++++ RECORDS FOR THIS TASK

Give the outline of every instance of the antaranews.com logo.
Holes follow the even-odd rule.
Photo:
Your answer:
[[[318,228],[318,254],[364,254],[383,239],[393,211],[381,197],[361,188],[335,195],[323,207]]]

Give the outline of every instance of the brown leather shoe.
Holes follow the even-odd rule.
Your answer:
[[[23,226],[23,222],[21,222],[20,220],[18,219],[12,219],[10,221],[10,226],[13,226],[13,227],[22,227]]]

++++++++

EXERCISE PROMPT = Rewrite the rows above, replacing "outline" with "boundary" and leaving everything else the same.

FINAL RESULT =
Give the boundary of every instance of the antaranews.com logo.
Holes follow the even-odd rule.
Photo:
Your answer:
[[[318,228],[318,254],[364,254],[383,239],[393,211],[381,197],[361,188],[335,195],[323,207]]]

Give the boundary of every instance of the brown leather shoe.
Holes follow the even-odd rule.
Your answer:
[[[23,226],[23,222],[21,222],[20,220],[18,219],[12,219],[10,221],[10,226],[13,226],[13,227],[22,227]]]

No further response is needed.